··· Extracted information ···

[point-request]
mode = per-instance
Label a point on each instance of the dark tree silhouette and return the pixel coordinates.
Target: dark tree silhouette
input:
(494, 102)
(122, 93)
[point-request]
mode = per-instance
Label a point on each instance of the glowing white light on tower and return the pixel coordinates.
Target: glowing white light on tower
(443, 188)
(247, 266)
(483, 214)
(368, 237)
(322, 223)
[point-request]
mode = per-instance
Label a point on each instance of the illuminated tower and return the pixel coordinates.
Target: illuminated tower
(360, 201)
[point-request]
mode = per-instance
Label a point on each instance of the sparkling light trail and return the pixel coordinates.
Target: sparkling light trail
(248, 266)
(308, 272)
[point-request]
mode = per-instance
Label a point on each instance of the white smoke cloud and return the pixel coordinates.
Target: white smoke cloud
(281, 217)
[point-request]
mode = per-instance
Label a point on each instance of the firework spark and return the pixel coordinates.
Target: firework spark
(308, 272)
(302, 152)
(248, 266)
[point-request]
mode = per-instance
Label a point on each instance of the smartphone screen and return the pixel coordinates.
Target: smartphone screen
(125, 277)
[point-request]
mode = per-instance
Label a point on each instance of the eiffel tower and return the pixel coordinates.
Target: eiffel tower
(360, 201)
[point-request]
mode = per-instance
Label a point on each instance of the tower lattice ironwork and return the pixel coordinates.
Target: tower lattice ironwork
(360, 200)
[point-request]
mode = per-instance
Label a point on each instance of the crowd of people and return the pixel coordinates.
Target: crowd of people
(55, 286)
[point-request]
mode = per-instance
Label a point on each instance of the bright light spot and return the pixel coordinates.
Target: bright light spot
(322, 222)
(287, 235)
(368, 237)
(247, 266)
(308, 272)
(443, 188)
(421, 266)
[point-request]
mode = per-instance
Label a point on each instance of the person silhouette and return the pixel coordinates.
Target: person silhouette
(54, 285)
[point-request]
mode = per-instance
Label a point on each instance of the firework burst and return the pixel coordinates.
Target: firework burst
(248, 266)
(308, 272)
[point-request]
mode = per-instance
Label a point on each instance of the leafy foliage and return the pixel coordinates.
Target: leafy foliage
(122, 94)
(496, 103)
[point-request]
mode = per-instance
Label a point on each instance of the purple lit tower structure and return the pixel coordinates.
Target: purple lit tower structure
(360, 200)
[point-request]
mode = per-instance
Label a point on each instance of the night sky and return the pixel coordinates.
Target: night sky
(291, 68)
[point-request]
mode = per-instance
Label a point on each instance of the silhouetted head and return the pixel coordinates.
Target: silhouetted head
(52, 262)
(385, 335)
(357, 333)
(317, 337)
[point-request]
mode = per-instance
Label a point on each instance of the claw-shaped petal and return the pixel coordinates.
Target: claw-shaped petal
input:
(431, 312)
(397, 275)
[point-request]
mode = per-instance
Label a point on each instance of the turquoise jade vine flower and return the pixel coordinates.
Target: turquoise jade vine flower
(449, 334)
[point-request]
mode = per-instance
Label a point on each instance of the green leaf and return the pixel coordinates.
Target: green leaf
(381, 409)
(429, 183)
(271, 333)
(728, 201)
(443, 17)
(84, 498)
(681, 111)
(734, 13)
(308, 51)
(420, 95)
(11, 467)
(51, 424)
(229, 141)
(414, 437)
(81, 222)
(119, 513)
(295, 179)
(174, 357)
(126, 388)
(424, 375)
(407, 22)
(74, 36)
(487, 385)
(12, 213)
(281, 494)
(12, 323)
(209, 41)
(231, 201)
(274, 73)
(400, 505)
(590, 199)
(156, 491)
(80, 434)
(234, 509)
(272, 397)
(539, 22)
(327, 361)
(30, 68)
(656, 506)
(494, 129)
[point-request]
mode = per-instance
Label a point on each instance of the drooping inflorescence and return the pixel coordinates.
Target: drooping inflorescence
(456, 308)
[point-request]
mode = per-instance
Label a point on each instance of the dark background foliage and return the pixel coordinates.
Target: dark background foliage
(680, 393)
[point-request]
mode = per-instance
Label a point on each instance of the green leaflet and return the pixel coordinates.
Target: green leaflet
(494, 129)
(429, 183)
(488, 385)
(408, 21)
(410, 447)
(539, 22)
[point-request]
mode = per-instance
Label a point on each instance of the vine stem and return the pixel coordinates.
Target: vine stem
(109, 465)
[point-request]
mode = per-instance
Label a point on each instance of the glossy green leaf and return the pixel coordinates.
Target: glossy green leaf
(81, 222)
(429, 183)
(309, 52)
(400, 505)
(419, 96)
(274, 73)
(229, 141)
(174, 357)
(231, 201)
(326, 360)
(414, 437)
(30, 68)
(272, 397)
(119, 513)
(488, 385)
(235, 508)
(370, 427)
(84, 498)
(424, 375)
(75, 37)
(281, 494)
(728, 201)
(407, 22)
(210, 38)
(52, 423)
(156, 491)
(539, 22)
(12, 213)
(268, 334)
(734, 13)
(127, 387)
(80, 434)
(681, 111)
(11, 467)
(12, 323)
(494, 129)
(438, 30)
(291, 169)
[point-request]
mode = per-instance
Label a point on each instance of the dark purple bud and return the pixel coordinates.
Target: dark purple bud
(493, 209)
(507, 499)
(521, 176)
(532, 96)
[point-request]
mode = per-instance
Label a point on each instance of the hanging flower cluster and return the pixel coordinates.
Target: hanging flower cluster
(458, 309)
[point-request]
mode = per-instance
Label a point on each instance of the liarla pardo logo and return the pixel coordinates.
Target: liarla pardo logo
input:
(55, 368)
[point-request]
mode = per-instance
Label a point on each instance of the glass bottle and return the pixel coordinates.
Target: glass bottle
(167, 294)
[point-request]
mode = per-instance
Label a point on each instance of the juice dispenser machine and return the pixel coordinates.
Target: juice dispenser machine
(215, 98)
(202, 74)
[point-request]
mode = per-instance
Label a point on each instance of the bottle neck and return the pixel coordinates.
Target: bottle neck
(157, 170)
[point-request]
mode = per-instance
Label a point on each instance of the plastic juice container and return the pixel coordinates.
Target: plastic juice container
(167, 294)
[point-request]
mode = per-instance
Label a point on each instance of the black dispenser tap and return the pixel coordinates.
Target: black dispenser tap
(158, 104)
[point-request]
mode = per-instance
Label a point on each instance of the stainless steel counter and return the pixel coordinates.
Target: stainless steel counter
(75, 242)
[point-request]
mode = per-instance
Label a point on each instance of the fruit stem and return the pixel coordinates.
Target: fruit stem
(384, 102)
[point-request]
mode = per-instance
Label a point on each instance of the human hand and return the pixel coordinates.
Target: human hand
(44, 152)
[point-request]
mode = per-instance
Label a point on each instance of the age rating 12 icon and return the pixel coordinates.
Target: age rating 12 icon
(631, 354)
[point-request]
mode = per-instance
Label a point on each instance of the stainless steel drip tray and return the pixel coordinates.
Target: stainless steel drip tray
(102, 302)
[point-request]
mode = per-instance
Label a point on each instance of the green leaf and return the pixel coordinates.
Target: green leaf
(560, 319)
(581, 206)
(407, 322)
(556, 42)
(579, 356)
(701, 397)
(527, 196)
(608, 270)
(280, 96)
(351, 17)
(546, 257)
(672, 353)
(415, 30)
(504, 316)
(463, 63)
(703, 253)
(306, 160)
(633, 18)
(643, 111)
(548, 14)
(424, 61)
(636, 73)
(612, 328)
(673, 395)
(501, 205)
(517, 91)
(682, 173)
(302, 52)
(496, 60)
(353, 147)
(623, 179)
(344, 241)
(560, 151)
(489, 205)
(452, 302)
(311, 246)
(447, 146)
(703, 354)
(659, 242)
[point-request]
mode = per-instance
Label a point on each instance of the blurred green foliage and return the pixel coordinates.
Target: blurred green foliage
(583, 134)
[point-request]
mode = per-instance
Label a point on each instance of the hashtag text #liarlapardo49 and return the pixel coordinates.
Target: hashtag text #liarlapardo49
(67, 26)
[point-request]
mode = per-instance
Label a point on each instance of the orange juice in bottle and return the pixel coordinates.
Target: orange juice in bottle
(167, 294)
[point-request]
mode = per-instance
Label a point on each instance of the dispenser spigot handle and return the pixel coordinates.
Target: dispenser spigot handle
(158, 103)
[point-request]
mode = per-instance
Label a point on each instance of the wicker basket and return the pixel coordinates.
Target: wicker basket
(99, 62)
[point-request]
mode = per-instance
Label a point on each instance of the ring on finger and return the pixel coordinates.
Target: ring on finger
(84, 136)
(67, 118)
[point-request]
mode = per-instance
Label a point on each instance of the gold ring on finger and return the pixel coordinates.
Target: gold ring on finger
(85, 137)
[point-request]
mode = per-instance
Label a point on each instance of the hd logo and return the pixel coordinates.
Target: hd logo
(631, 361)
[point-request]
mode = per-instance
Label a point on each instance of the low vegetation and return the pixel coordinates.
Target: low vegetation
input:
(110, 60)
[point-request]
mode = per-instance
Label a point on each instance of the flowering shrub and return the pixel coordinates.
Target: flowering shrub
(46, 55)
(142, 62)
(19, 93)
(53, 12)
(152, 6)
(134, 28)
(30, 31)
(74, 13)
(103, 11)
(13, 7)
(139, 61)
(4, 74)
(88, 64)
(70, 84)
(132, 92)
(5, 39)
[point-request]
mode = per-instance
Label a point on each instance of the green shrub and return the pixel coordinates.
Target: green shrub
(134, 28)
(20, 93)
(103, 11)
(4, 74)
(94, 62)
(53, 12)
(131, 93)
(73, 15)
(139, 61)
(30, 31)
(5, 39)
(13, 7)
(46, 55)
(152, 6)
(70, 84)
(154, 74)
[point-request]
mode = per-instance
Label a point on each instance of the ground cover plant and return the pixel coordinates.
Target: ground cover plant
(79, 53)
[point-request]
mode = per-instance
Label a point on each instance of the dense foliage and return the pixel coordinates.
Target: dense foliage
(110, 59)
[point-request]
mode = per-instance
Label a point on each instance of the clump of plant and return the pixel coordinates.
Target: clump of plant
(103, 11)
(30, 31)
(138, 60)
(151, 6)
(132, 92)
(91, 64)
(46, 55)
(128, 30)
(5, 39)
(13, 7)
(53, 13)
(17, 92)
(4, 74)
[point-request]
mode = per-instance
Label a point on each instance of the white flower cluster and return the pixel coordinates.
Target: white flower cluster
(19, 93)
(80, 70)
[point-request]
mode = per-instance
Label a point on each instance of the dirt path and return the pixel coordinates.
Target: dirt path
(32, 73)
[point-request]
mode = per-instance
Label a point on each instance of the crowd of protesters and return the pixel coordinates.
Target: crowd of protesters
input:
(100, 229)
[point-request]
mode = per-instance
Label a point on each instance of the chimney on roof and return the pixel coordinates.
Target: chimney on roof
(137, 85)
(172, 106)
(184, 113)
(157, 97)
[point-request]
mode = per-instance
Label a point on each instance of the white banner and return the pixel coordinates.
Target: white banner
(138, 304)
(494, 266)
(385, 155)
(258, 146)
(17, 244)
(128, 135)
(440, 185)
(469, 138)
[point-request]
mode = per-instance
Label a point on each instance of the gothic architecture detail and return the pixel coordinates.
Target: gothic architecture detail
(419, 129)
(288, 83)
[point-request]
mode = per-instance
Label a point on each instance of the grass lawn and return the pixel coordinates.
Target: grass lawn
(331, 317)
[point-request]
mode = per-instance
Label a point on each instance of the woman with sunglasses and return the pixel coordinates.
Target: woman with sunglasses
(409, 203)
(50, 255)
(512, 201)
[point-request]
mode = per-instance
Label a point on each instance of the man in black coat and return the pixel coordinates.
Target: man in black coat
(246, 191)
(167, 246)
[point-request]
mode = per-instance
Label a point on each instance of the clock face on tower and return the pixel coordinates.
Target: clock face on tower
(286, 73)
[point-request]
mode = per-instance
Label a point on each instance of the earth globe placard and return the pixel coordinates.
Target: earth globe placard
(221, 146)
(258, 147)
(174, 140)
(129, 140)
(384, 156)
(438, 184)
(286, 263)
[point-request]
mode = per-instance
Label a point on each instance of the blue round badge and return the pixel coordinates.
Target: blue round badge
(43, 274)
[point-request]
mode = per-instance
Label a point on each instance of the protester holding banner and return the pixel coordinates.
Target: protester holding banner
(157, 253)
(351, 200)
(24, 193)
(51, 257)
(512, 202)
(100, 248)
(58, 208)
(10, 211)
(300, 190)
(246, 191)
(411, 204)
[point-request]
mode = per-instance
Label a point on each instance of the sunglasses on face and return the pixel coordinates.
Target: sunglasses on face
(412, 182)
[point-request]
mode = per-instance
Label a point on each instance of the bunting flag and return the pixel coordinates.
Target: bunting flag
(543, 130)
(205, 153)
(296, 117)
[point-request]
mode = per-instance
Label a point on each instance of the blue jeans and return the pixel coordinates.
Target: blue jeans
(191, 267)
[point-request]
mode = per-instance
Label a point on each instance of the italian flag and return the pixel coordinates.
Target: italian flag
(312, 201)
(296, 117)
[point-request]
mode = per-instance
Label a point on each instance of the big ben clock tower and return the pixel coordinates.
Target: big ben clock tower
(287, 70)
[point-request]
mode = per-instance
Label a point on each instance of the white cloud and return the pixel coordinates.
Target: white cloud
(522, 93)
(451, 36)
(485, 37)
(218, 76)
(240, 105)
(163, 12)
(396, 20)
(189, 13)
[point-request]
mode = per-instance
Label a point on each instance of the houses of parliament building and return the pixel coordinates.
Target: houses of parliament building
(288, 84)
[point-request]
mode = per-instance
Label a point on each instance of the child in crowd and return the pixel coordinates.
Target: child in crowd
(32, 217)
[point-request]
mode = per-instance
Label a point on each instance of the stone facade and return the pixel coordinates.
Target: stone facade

···

Directions for this task:
List every line above that contains the word "people". Case counts.

Exercise output:
Label a point on each instance of the crowd of people and return the pixel coordinates.
Target: crowd of people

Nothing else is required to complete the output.